→ Tâches à réaliser:
- A) Renvoyez chaque ligne des enregistrements qui contient le mot « abdomen », en tenant compte de la casse.
- B) Poursuivez le texte sur le titane à partir de sa dernière phrase.

→ Texte fourni:

#####

Le titane, un métal aux propriétés remarquables
1Le titane présente des propriétés remarquables :
- d’une densité près de deux fois moins importante que celle des aciers (56 %), ses caractéristiques mécaniques sont comparables, voire supérieures à celles des aciers de construction,
- sa résistance à la corrosion est remarquable (eau de mer, milieux acides) et, de plus, il résiste à l’abrasion,
- le titane est biocompatible,
- ses propriétés élastiques sont elles aussi supérieures à celles de l’acier,
- il est amagnétique.
2Ses excellentes propriétés en matière de résistance spécifique à un large éventail de températures en font un matériau particulièrement intéressant dans les domaines de l’aéronautique, du spatial et de la défense.
3Sa résistance à la corrosion en fait un matériau largement utilisé notamment par les industries chimiques (industrie du chlore, de certains acides), par celles du pétrole et du gaz et les industries nécessitant des échangeurs de chaleur.
4De ce fait, il est un matériau de choix pour les échangeurs des centrales nucléaires (en particulier pour celles implantées en bordure de mer), pour les usines de dessalement d’eau de mer, pour les terminaux gaziers…
5On utilise le terme générique « titane », mais en fait nous devrions plutôt parler de titane allié ou d’alliages à base de titane, comme l’on parle d’acier (par rapport au fer) ou de superalliages à base de nickel ou de cobalt.
6Les titanes non alliés (ou très faiblement alliés, avec un maximum de 1 % d’éléments d’addition) font partie des « titanes commercialement purs » (Ti CP) et sont essentiellement utilisés pour des applications en chimie et dans le domaine de l’anticorrosion.

#####

→ Données d'entrée:
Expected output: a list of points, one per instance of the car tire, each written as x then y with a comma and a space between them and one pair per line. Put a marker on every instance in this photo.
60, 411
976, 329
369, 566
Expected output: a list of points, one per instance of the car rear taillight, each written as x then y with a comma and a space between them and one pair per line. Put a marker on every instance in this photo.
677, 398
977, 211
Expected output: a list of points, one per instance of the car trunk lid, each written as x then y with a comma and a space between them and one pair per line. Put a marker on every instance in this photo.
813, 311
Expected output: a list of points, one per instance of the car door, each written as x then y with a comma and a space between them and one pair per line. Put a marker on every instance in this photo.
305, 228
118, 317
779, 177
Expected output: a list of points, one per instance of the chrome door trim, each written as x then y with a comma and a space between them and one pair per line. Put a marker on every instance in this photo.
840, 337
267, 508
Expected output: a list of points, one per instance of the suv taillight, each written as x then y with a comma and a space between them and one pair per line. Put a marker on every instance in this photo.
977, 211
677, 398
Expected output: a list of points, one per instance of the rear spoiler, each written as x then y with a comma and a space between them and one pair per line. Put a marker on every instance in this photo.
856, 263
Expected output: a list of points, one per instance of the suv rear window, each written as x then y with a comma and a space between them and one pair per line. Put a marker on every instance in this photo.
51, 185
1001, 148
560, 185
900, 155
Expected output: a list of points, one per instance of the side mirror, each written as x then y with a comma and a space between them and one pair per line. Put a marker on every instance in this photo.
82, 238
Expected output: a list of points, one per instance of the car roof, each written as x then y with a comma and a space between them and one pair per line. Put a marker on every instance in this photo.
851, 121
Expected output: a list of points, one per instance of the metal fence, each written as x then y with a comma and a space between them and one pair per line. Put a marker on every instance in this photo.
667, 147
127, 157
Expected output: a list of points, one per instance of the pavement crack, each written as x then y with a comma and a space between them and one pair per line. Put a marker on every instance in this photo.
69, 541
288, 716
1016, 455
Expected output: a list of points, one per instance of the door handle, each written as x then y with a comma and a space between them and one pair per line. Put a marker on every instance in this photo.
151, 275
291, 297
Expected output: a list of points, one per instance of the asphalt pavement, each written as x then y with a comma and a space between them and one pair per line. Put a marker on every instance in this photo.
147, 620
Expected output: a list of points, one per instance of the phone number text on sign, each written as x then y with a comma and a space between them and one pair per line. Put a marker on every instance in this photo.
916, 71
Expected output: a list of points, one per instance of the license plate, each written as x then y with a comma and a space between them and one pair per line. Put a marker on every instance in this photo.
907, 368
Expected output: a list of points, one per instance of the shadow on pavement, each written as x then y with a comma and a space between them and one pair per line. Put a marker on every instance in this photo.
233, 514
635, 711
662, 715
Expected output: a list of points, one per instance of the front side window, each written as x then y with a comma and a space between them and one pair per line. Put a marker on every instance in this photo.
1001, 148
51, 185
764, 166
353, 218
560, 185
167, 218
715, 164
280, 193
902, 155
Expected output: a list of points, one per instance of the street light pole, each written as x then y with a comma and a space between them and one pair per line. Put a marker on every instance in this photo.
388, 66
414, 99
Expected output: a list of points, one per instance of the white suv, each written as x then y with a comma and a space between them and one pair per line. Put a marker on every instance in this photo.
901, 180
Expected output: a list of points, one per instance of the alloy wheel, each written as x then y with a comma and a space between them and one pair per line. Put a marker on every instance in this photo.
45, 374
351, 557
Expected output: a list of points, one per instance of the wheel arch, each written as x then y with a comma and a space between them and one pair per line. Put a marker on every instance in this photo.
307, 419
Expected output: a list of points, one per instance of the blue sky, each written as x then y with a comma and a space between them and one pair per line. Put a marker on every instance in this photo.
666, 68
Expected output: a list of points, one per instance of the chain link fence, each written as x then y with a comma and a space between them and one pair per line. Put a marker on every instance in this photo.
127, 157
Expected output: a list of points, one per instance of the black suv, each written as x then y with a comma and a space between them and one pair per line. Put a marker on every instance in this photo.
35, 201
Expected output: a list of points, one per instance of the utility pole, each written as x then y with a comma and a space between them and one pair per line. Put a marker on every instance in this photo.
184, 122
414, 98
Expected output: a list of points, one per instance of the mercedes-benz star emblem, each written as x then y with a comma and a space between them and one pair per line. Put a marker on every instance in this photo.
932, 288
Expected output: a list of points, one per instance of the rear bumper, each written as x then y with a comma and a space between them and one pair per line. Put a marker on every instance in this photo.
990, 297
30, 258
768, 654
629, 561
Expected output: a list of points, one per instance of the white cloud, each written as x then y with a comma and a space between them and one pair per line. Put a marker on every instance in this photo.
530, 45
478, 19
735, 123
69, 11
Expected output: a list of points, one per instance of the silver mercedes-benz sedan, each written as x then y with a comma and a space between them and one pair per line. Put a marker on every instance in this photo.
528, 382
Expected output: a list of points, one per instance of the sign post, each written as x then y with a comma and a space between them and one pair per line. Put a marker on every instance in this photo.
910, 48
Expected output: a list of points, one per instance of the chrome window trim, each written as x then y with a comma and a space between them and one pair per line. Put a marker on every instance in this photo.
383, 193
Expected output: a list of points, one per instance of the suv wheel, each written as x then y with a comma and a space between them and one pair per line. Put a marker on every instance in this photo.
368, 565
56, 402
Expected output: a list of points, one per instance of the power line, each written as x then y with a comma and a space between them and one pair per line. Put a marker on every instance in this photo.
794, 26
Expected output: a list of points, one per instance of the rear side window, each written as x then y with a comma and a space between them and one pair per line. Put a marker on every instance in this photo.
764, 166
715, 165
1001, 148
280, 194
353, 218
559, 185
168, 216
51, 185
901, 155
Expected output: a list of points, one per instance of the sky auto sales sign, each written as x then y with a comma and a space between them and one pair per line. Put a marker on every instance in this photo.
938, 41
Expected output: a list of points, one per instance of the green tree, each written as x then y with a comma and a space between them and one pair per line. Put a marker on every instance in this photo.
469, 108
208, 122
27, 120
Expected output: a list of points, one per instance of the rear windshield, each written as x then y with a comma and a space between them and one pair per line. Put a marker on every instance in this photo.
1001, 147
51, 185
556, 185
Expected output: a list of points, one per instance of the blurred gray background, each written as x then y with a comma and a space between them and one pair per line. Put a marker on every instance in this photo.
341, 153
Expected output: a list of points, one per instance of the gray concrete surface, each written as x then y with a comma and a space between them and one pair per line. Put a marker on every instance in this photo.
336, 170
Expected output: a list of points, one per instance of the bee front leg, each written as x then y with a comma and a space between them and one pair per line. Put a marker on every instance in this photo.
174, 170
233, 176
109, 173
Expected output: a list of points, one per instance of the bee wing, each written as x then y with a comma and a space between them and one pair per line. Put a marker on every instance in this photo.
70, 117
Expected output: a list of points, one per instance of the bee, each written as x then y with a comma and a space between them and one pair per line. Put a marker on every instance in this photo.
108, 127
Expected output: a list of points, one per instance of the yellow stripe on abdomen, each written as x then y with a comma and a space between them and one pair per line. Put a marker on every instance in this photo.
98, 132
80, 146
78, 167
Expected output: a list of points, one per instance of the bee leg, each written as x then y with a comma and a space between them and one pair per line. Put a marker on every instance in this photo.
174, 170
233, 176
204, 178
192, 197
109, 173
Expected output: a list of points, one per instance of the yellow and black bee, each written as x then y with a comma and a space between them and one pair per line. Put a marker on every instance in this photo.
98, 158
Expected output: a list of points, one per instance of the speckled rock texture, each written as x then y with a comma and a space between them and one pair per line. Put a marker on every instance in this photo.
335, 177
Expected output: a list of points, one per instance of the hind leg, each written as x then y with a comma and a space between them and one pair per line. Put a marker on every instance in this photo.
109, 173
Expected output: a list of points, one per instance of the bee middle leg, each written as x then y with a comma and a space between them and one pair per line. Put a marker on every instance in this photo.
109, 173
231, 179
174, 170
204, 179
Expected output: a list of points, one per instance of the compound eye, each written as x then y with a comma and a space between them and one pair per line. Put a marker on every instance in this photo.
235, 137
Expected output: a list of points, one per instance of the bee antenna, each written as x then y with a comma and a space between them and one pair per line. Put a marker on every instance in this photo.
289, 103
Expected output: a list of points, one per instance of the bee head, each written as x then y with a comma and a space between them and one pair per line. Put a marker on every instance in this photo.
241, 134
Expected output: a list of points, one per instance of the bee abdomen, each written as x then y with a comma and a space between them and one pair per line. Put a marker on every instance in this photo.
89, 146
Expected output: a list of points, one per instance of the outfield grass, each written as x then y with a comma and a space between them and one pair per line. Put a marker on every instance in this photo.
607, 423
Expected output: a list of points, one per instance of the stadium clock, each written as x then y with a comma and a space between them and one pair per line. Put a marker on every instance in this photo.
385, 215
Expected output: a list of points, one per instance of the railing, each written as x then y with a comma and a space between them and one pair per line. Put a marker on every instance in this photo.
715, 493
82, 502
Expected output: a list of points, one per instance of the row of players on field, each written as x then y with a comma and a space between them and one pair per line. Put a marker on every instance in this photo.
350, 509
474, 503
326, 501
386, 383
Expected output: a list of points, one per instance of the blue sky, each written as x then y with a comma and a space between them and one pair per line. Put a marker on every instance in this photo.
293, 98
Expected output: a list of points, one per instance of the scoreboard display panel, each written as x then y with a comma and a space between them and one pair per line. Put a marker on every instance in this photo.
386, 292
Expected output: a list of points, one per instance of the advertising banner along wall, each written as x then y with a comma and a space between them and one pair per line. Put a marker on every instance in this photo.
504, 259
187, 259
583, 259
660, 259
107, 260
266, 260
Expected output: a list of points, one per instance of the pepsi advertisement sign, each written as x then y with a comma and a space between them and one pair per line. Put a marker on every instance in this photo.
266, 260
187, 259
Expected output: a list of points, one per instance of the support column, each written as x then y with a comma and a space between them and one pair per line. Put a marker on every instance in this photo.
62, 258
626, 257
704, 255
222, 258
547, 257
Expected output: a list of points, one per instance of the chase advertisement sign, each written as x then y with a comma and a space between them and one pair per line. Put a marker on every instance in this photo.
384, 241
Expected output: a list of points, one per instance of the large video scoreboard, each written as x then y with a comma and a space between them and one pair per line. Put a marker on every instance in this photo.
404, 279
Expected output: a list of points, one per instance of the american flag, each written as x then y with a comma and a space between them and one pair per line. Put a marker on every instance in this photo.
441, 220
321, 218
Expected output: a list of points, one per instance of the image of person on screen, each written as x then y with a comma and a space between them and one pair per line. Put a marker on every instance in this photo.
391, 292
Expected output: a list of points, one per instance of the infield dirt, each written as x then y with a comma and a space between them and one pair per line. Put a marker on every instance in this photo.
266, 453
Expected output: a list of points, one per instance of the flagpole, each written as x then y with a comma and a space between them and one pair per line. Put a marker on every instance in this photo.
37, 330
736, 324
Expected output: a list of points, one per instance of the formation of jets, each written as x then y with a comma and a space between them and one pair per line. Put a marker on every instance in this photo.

#####

→ Résultats attendus:
- A)
Expected output: a list of points, one per instance of the yellow stripe on abdomen, each written as x then y with a comma and a space between them and one pair per line. Put a marker on every instance in this photo.
Expected output: a list of points, one per instance of the bee abdomen, each written as x then y with a comma and a space between them and one pair per line. Put a marker on every instance in this photo.

- B)
7Dès lors que des applications industrielles nécessitent d’améliorer la résistance mécanique ou la résistance aux hautes températures, de nouveaux alliages de titane sont développés variant de quelques pourcents d’éléments d’addition à près de 25 %. Au-delà, on entre dans la catégorie des composés intermétalliques, tels que les aluminures de titane qui trouvent des applications dans l’aéronautique pour les aubages des turbines ou dans certains turbocompresseurs automobiles.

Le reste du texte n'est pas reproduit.